Francisco António de Almeida (c. 1702–1755) was a Portuguese composer and organist.

From 1722 to 1726 he was a royal scholar in Rome. In 1724, Pier Leone Ghezzi drew his caricature, describing him as "a young but excellent composer of concertos and church music who sang with extreme taste". He returned to Portugal in 1726, where he became organist of the Royal and Patriarchal Chapel.

In 1728, the first of his serenatas, Il trionfo della virtù, was performed in Lisbon at the palace of Cardinal João da Mota e Silva. His comic opera, La pazienza di Socrate, was performed at the royal palace in 1733. It was the first Italian opera in Portugal. A contemporary diarist states that Almeida composed music for the popular performances of presépios (Nativity scenes) in the Mouraria quarter of Lisbon. He probably died in the Lisbon earthquake of 1755.

**Problem set:**
#1 According to the Almeida biography, which work was the first Italian opera in Portugal?
#2 Repeat everything in the Almeida biography from "From 1722 to" down to "and Patriarchal Chapel.".

Stored items:

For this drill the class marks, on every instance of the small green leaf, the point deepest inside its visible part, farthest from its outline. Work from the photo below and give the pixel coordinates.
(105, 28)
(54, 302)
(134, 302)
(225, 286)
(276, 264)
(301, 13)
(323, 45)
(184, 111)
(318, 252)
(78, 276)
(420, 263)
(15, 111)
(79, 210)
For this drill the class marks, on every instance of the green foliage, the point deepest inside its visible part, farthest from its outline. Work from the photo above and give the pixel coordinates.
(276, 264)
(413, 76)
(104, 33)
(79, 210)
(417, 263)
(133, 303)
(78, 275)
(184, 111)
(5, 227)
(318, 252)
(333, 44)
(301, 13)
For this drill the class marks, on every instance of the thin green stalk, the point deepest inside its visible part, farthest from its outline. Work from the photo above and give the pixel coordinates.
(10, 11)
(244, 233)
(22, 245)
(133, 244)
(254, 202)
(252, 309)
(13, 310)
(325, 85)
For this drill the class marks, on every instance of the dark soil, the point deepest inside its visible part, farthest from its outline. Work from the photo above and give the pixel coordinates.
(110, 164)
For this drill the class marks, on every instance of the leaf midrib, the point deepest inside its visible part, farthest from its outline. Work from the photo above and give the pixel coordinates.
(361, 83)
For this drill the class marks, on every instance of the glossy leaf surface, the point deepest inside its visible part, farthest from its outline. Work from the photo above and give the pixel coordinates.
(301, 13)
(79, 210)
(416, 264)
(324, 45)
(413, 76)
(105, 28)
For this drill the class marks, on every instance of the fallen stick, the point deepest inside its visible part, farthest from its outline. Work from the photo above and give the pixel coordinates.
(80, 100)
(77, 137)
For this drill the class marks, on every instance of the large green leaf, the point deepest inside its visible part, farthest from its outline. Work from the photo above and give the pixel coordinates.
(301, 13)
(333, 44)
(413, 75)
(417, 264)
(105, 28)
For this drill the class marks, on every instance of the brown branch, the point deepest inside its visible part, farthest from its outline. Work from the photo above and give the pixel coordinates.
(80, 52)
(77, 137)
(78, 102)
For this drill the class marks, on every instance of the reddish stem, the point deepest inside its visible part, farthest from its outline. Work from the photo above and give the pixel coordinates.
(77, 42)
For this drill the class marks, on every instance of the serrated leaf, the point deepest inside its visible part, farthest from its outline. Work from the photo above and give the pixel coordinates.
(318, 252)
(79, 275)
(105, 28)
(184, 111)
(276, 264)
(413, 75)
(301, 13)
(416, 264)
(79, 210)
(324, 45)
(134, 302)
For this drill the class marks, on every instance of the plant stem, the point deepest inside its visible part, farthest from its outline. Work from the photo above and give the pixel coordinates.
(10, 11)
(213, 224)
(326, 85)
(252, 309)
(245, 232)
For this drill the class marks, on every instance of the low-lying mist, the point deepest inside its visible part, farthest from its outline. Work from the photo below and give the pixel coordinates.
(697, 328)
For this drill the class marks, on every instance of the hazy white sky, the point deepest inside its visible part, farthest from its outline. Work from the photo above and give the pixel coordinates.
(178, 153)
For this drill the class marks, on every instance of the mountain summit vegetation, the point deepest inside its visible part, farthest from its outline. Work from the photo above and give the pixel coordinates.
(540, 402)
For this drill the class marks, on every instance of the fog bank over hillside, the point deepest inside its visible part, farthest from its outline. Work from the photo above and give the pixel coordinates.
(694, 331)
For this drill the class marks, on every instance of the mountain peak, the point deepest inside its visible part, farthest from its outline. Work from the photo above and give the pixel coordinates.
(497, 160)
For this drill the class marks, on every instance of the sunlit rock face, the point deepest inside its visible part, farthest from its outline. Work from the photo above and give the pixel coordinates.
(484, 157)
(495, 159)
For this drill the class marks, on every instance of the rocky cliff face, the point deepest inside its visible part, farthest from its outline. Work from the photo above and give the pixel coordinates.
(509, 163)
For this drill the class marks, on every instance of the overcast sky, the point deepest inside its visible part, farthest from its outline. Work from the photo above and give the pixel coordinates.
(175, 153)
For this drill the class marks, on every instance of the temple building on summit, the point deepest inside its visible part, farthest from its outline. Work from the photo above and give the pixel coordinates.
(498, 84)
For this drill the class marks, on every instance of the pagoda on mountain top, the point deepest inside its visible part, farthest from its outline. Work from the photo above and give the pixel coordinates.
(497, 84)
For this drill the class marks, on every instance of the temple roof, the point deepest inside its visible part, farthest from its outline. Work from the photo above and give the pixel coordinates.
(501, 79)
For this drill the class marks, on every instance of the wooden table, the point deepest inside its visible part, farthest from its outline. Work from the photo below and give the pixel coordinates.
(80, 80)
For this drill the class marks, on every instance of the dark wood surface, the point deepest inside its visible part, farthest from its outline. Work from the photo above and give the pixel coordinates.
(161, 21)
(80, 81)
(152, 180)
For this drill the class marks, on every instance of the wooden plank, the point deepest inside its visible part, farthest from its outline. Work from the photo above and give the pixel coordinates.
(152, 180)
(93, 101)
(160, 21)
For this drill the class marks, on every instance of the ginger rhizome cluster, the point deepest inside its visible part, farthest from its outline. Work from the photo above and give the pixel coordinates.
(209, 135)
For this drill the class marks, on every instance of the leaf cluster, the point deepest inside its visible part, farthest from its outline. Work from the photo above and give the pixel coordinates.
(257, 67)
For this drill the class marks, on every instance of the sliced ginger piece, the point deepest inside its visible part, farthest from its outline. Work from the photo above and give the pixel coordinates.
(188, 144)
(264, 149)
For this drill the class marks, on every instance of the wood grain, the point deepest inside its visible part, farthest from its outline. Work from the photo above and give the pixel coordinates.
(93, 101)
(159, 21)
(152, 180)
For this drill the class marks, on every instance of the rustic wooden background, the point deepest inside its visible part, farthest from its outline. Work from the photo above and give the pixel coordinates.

**Answers below:**
#1 La pazienza di Socrate, his comic opera.

#2
From 1722 to 1726 he was a royal scholar in Rome. In 1724, Pier Leone Ghezzi drew his caricature, describing him as "a young but excellent composer of concertos and church music who sang with extreme taste". He returned to Portugal in 1726, where he became organist of the Royal and Patriarchal Chapel.